- **EXCERPT TO READ**
○ ○ ○ ○ ○

Table 1 Summary of the creeping thistle dataset

Figure A1 in Web Appendix A of the supplementary materials shows all observations by treatment. This figure indicates positive skewness. Table A1 of Web Appendix A includes the dataset. The small size of this dataset (40 observations), combined with a high proportion of zeros (47.5%), is challenging.

3 Model Development

Let \(y_{st} \in [0,\infty )\) be the observation in treatment \(t=1,\ldots ,T\) in block \(s=1,\ldots ,S\). The blocks are incomplete, since they include subsets of treatments. Given \(\varvec{\lambda }\) and \(p_{st}\), the density function of the response is given by the mixture distribution

$$\begin{aligned} g(y_{st}| \varvec{\lambda }, p_{st})= & {} p_{st}^{I_{\{y_{st}=0\}}} \times [(1-p_{st}) f(y_{st}| \varvec{\lambda })]^{I_{\{y_{st}>0\}}}, \,y_{st}\ge 0, \end{aligned}$$
(1)

○ ○ ○ ○ ○

- **GIVEN INFORMATION**
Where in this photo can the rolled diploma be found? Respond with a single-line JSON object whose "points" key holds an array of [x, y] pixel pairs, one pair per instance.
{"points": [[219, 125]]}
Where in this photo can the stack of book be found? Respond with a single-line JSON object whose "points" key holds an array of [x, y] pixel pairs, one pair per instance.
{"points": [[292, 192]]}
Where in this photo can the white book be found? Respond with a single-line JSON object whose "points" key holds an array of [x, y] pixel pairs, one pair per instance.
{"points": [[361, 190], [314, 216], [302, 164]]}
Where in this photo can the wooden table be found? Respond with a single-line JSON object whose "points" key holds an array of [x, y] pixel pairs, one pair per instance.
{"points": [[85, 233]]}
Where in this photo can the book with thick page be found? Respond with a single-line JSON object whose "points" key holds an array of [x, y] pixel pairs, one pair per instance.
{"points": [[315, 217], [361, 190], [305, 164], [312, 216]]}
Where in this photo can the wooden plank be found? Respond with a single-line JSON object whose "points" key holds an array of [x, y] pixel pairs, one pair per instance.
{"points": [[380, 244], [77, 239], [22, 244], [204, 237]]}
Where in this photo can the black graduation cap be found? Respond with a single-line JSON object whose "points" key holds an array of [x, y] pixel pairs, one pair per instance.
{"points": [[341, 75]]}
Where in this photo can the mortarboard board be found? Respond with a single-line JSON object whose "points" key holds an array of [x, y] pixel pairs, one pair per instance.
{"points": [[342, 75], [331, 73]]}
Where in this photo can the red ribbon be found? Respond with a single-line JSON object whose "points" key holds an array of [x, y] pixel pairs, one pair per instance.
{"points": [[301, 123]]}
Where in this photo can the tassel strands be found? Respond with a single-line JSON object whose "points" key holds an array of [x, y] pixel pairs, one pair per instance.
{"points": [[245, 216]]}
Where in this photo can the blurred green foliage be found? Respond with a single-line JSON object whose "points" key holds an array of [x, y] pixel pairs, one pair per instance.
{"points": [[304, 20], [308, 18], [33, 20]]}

○ ○ ○ ○ ○

- **SET TASKS**
1. Return each line of the records that contains the word "book", treating uppercase and lowercase as different.
2. Extend the excerpt on modeling the creeping thistle data, picking up right after its final line.
The creeping thistle excerpt has no connection to the records.

- **TASK-BY-TASK RESULTS**
1.
Where in this photo can the stack of book be found? Respond with a single-line JSON object whose "points" key holds an array of [x, y] pixel pairs, one pair per instance.
Where in this photo can the white book be found? Respond with a single-line JSON object whose "points" key holds an array of [x, y] pixel pairs, one pair per instance.
Where in this photo can the book with thick page be found? Respond with a single-line JSON object whose "points" key holds an array of [x, y] pixel pairs, one pair per instance.

2.
where \(p_{st} \in [0,1]\) is the probability of observing a zero, and \(\varvec{\lambda }\in \varvec{\Lambda }\subset {\mathbb {R}}^{p}\). This construction was presented by Rodrigues-Motta et al. (2015) for \(p=2\) with \(f(y_{st}| \varvec{\lambda })\) in (1) being a member of the biparametric exponential family (Bar-Lev and Reiser 1982; Bose and Boukai 1993) and parametrized by \(\varvec{\lambda }= (\mu _{f,st}, \phi )\), where \(\mu _{f,st}\) represents the conditional mean or conditional median and \(\phi \) is a dispersion or precision parameter, depending on the choice of \(f(.| \varvec{\lambda })\). When \(\mu _{f,st}\) is the conditional mean, the marginal mean is

$$\begin{aligned} \mu _{g,st}= & {} E[Y_{st}] \nonumber \\= & {} p_{st} E[Y_{st}|Y_{st} =0] + (1-p_{st}) E[Y_{st}|Y_{st} > 0] \nonumber \\= & {} (1-p_{st})\mu _{f,st}. \end{aligned}$$
(2)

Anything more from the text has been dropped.